* TASK SET:
a) From the John Wayne forum posts below, transcribe the passage starting with "Thanks for the" and going on through "school for cinematographers.".
b) Answer these questions using the John Wayne forum posts below.
(i) In which magazine did the first poster read John Wayne's interview?
(ii) Which two films had the first poster recently seen?
(iii) According to the second post, which actor also used the back-to-the-camera technique?

* PROVIDED PASSAGE:
· · ·
Re: 100 Reasons To Cherish The Duke

Thanks for the visit North Star!

I recently read John Wayne's interview in "Playboy" and he talks about "The Long Voyage Home" being studied in film school for cinematographers.

Having just seen "Rio Bravo" tonight and "The Searchers" last week, I notice how many times the Duke would use his back to accent a scene. I beleive John Ford hired his prodigy for "The Long Voyage Home" because of his physical abilities and took a gamble on the accent.
Date:May 27th, 2007 08:39 am (UTC)

Re: 100 Reasons To Cherish The Duke

I have not seen "The Long Voyage Home" for a few years now but I do recall John Wayne's effective back to the camera approach. If Wayne's Swedish accent did not quite hit the mark for some movie buffs John Ford's gamble with the rest of Wayne's abilities overcame this slight deficiency. Some years later Sidney Poitier also used the back to the camera technique successfully in a number of his films.
· · ·
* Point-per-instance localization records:
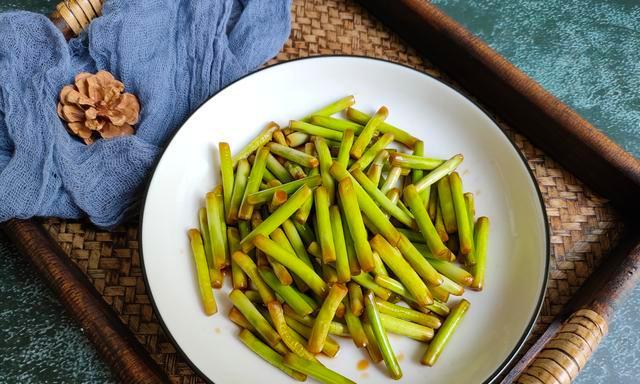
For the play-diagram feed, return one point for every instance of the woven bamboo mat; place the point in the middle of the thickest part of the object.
(583, 226)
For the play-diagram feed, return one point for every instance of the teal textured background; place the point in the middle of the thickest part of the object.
(586, 52)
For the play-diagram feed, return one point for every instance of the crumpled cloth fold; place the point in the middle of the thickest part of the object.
(172, 54)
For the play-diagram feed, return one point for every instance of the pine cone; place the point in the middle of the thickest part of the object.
(96, 106)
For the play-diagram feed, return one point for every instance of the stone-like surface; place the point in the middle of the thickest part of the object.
(585, 52)
(39, 343)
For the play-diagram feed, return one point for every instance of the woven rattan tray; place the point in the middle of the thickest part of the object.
(585, 227)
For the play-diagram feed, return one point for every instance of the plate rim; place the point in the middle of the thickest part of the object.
(543, 290)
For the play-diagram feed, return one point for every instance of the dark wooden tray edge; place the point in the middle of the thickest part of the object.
(481, 72)
(524, 104)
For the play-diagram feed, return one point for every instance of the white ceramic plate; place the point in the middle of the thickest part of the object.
(500, 317)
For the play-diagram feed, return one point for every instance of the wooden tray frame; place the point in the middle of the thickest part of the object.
(498, 86)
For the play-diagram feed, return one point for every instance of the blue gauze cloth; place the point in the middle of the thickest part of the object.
(171, 54)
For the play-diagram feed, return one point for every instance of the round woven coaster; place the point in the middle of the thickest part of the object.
(97, 6)
(553, 368)
(583, 226)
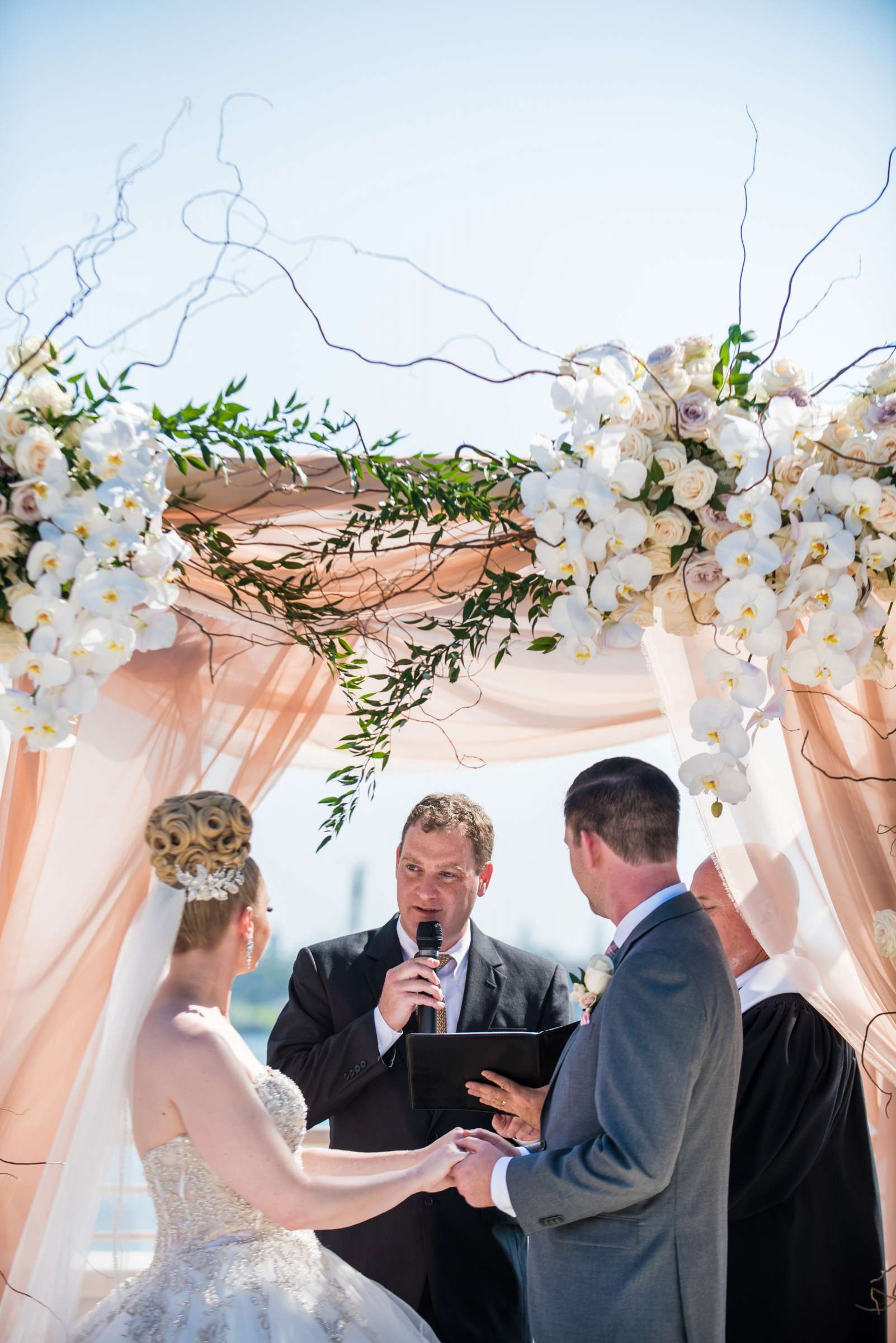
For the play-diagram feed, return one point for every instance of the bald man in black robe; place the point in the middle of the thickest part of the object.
· · ·
* SOLUTIONS TO EACH TASK:
a)
Thanks for the visit North Star!

I recently read John Wayne's interview in "Playboy" and he talks about "The Long Voyage Home" being studied in film school for cinematographers.

b)
(i) "Playboy"
(ii) "Rio Bravo" and "The Searchers"
(iii) Sidney Poitier